__出題内容 1__
自炊についての記事をもとに、次の問いに答えてください。
(a) 高山さんが数年前に事務所を移転した先はどこですか。
(b) 高山さんがネットフリックスでハマったドキュメンタリーの題名は何ですか。
(c) 料理の写真をよく撮っている高山さんの友人のフォトグラファーは誰ですか。
__出題内容 2__
高山さんの自炊についての記事を、最後の文のあとから引き継いで書き進めてください。

__原文抜粋__
┄┄┄┄┄┄
漫画とYouTubeのハイブリッド魯肉飯

料理にはあまり興味がなく、自分で取り組むことはほとんどなかったというカメラマンの高山幸三さん。コロナ禍になり、外食がめっきり減ってしまったことが、自炊を始めるきっかけだったという。「数年前に事務所を葉山に移転したんですが、周りにほとんど飲食店がないんですよね。あっても緊急事態宣言などで飲める時間が少なくなってしまった。それで仕方なく自分で作るようになりました」

最初はチャーハンやお好み焼きからスタートした。インターネットで簡単にレシピも手に入るので、気になる料理を見つけるとすぐにチャレンジ。「YouTubeでは、ほとんど料理番組しか見ていません。ネットフリックスでも、料理のドキュメンタリーばかりです。美味しそうだなと思いながら、自分が不器用なので、手際のいい人を観るのが気持ちいいんですよね」

ネットフリックスでは、ドキュメンタリー『タコスのすべて』にハマった。それまではまったく興味もなかったが、観てから無性にタコスに惹かれるようになったという。YouTubeでは、パスタ世界チャンピオンのシェフによる『yugetube』を観ては、レシピを参考に何度もトライしている。「例えば、テレビでうどんすきの番組を観たら、その場で検索してみます。家の裏手にスーパーがあるので、すぐに食材を買いにいき、一時間後には作り始めている、ということもしばしば。近くに大きな冷蔵庫があるようなものなので、それも自炊を後押しした要因だと思います。それでも億劫なんですけどね(笑)。手に入りにくい海外の調味料などは、Amazonなどで注文して、取り寄せるスタイルでやっています」

高山さんが、料理するようになったのは、友人であるフォトグラファーの伊藤徹也さんの存在も大きい。「伊藤さんは料理の写真をよく撮られていて、間接的に雑誌『dancyu』の編集の方を紹介してもらいました。その方に本をいただいて、読んでいるとだんだんやる気がわいてくるんですよね」
┄┄┄┄┄┄
指定領域ごとの画像エントリ
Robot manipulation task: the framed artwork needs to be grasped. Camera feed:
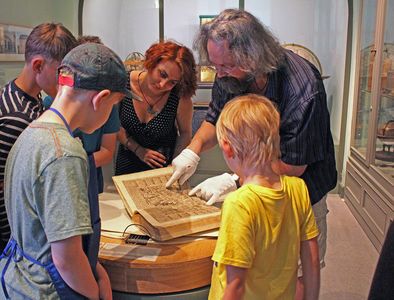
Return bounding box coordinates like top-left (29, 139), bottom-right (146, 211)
top-left (0, 23), bottom-right (32, 61)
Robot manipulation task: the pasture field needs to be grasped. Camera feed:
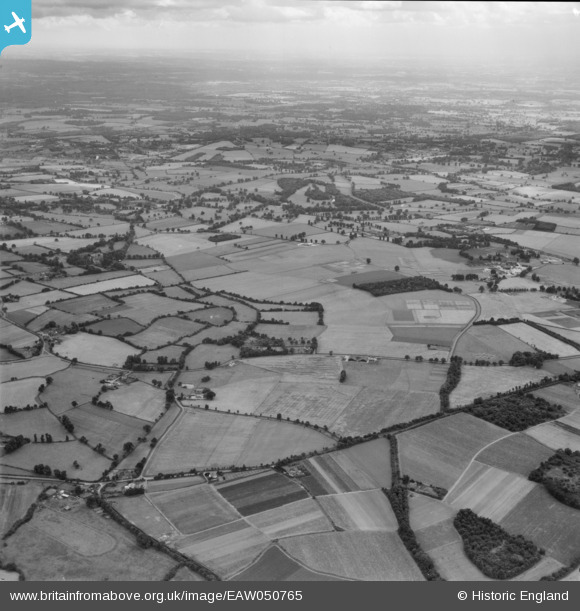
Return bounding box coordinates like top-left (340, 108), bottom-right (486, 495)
top-left (147, 484), bottom-right (240, 535)
top-left (477, 433), bottom-right (553, 477)
top-left (53, 332), bottom-right (139, 367)
top-left (318, 490), bottom-right (399, 532)
top-left (102, 381), bottom-right (165, 422)
top-left (0, 378), bottom-right (46, 410)
top-left (2, 505), bottom-right (175, 581)
top-left (449, 365), bottom-right (551, 407)
top-left (42, 368), bottom-right (114, 416)
top-left (0, 408), bottom-right (67, 443)
top-left (500, 484), bottom-right (580, 565)
top-left (53, 295), bottom-right (118, 315)
top-left (502, 322), bottom-right (579, 356)
top-left (281, 532), bottom-right (424, 581)
top-left (66, 403), bottom-right (146, 456)
top-left (0, 482), bottom-right (44, 535)
top-left (246, 499), bottom-right (334, 539)
top-left (455, 325), bottom-right (530, 363)
top-left (185, 344), bottom-right (240, 369)
top-left (302, 438), bottom-right (391, 495)
top-left (259, 380), bottom-right (360, 428)
top-left (526, 420), bottom-right (580, 451)
top-left (0, 354), bottom-right (69, 382)
top-left (110, 495), bottom-right (178, 539)
top-left (532, 384), bottom-right (580, 411)
top-left (445, 461), bottom-right (535, 523)
top-left (397, 413), bottom-right (506, 490)
top-left (129, 316), bottom-right (203, 350)
top-left (216, 471), bottom-right (308, 516)
top-left (0, 319), bottom-right (38, 350)
top-left (177, 520), bottom-right (270, 579)
top-left (231, 546), bottom-right (340, 581)
top-left (146, 410), bottom-right (331, 474)
top-left (68, 274), bottom-right (155, 295)
top-left (115, 293), bottom-right (204, 325)
top-left (87, 318), bottom-right (143, 337)
top-left (0, 441), bottom-right (110, 481)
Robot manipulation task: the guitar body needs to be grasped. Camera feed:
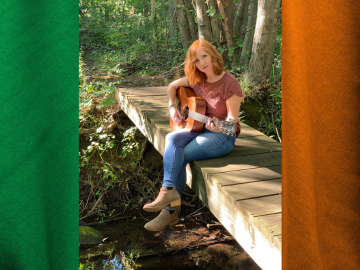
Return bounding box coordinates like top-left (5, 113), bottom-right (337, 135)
top-left (170, 86), bottom-right (206, 132)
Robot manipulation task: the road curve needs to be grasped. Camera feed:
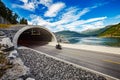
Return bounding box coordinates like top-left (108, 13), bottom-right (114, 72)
top-left (29, 45), bottom-right (120, 79)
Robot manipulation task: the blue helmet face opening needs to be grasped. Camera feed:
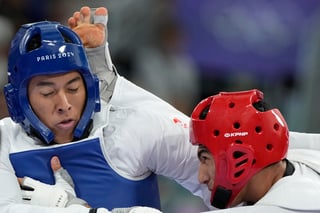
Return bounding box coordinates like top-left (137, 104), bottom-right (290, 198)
top-left (4, 21), bottom-right (100, 144)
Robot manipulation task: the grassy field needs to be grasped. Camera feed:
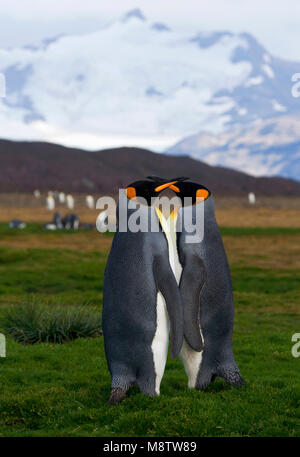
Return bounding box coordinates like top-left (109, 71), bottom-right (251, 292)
top-left (0, 215), bottom-right (300, 436)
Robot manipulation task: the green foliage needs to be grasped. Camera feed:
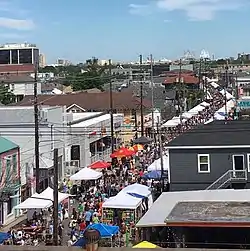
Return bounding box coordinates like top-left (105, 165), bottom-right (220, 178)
top-left (66, 58), bottom-right (109, 91)
top-left (0, 85), bottom-right (15, 105)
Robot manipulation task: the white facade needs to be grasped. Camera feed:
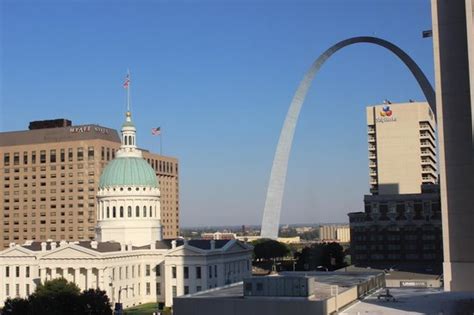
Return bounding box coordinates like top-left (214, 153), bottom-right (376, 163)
top-left (0, 240), bottom-right (252, 308)
top-left (96, 186), bottom-right (162, 245)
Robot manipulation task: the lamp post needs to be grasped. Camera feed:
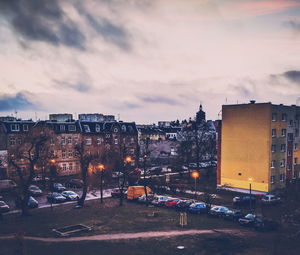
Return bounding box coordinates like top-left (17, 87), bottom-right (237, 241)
top-left (248, 177), bottom-right (253, 213)
top-left (95, 164), bottom-right (105, 204)
top-left (192, 170), bottom-right (200, 198)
┄┄┄┄┄┄
__想定解答 1__
(a) 葉山
(b) 『タコスのすべて』
(c) 伊藤徹也さん

__想定解答 2__
魯肉飯を作るようになったのは、ブランディングディレクター福田春美さんの本で、クミンを使った枝豆のレシピを見たから。それまでは、スパイス自体を買ったことがなかった。「一味や七味などの香辛料ならありましたが、スパイスは未知。それでもその枝豆を作ってみたくて、初めてクミンを買いました。ただ、その他に使い途がわからないから、活用できる料理はないかなと思っていたところ、漫画『クッキングパパ』で、魯肉飯にクミンが使われていることを知りました」

いざ作ろうと思ったら、クミン以外に用意しなければいけないものが多すぎた、と高山さんは笑う。五香粉や花椒、八角などのスパイス、フライドエシャロットなども揃えた。また、改良のヒントにすべく、多くの料理家さんとお仕事をされているフォトグラファーの伊藤さんに試食してもらい、意見をもらったこともある。「強引に、『味見してみて』って持っていきました。今まで一度も専門店で食べたことがないから、正解かどうかがわからなくて。でも、みなさんまったく違う作り方をしているから、自分の味でいいのかなと思っています」

その後、YouTubeで〝魯肉飯〟を検索し、台湾出身のタレント、インリンオブジョイトイの番組『インリンちゃんねる』にたまたまたどり着く。「彼女のレシピがめちゃくちゃシンプルなんです。食材もすごく少なくて。そこで紹介されていた醤油膏という台湾とろみ醤油を加えたら、きっと本場の味に近づくんだなと思って、急いで購入しました」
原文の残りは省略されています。